**Raw records**
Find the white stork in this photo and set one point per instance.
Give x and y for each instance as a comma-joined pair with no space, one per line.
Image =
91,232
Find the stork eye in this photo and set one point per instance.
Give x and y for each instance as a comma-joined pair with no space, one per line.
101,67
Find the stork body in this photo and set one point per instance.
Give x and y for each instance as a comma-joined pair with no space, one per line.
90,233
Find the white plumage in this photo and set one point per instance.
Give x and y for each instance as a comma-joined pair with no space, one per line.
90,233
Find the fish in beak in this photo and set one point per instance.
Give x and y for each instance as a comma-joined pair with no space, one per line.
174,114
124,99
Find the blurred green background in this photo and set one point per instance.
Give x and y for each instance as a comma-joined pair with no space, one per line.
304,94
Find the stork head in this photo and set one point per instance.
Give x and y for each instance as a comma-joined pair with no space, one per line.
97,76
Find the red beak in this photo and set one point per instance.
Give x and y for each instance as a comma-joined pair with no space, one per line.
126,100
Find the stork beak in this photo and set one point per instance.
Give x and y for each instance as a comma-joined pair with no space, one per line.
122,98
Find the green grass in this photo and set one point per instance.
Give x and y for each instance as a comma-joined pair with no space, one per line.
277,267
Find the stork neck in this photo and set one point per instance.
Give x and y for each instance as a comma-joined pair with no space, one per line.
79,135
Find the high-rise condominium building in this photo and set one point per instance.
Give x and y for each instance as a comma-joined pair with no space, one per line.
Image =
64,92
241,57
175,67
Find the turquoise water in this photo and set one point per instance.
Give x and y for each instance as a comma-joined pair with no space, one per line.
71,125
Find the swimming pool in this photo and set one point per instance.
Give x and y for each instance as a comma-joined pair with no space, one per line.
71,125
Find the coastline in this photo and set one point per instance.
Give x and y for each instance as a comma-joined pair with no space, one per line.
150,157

**Do this**
Please rewrite the records starting at the line that contains "Find the swimming" and ending at the last line of the records, with "coastline" changed to "shoreline" and nothing else altered. Give only those lines.

**Task answer**
Find the swimming pool in this photo and set one point per instance.
Give x and y for each instance as a comma-joined pair with no space, one per line.
71,125
Find the shoreline in this photo and set one point per instance.
Give x and y for each instance as a comma-joined pair with no space, one per line.
150,157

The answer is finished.